Records from a data collection:
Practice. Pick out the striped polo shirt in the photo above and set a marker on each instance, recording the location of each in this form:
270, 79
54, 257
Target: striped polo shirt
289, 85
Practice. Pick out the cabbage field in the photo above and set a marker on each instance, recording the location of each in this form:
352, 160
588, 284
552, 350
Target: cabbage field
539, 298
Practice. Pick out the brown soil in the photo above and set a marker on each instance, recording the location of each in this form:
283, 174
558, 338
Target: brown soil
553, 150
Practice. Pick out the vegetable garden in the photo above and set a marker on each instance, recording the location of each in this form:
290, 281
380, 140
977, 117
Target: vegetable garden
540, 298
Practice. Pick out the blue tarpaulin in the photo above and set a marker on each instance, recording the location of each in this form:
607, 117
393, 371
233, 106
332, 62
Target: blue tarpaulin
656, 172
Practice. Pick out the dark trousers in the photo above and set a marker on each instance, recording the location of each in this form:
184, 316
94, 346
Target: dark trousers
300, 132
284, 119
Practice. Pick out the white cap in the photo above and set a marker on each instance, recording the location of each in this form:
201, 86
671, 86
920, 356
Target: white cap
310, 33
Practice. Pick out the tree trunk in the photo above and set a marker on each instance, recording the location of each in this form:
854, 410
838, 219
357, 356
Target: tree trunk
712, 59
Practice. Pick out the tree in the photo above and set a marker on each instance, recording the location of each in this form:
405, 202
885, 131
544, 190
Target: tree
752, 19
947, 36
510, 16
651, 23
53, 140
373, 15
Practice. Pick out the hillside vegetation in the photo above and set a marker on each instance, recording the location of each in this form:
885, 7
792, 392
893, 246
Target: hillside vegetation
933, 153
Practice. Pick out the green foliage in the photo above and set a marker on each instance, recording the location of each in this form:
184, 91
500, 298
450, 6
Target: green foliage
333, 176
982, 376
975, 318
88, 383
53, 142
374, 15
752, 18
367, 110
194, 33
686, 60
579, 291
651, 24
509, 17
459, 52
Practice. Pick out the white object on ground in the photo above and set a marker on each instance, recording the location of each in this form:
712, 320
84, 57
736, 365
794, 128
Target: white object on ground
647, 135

**Your instructions:**
Print the records again, exactly as they stand above.

**Solution:**
Practice. Pick out the striped polo shirt in the photo above and set a marker on each instance, recording the location of each in this form:
270, 79
54, 257
Target: striped polo shirt
289, 85
Practice. Pick out the cabbage field in the photo above and set a marker on each instance, recording the location of each in this form:
352, 160
588, 284
552, 350
Target: cabbage field
539, 298
Practice. Pick out the brown soil in the photo above and set a marker on each instance, recording the location of each in this form:
283, 174
558, 338
Target: brown soil
553, 150
Practice. Pick out the vegetable garden in the photo above and set a marker on each instance, recording the location of each in this form:
290, 281
380, 140
977, 117
Target: vegetable garden
540, 298
Practice. Pick out the blue tarpaulin in the photo above and set a marker on each instance, recording the location of each in this form:
607, 117
393, 371
233, 106
332, 62
Target: blue tarpaulin
656, 172
Practice. Pick out the dark trousers in the photo above and set a marker on each instance, recording the location of each in this form:
184, 316
94, 346
Target: dark trousers
300, 132
284, 119
Practice. Pick out the white cap in the photo above and set a marker on each instance, recording the location of each in this form:
201, 86
671, 86
920, 356
Target: white cap
310, 33
Practice. Pick out the tree trunk in the photo above and set a marker on each instance, recording the location of each in this form:
854, 410
838, 219
357, 356
Target: tree trunk
712, 59
Practice. Pick out the tree in the photo above and set a marker on each instance, recording the location of each in this form:
405, 202
885, 131
544, 190
Target: tree
752, 19
947, 36
510, 16
651, 23
53, 140
373, 15
Practice. Pick out the hillside vegetation in the photo above and set a marker on each instance, recording the location of each in this form:
885, 7
792, 392
893, 246
Target: hillside vegetation
933, 153
Practice. Pick out the green foliage in the photo above and set a marker on each instance, recording the location of each in this form:
184, 91
500, 298
450, 6
Target: green foliage
333, 176
982, 376
975, 318
88, 383
53, 142
374, 15
752, 18
367, 110
194, 33
686, 60
579, 291
651, 24
509, 17
459, 52
Practice. Pick out the white object on ground in the photo above and set a marker on each instance, recording the location of each in this form:
712, 320
84, 57
736, 365
794, 128
Target: white object on ground
647, 135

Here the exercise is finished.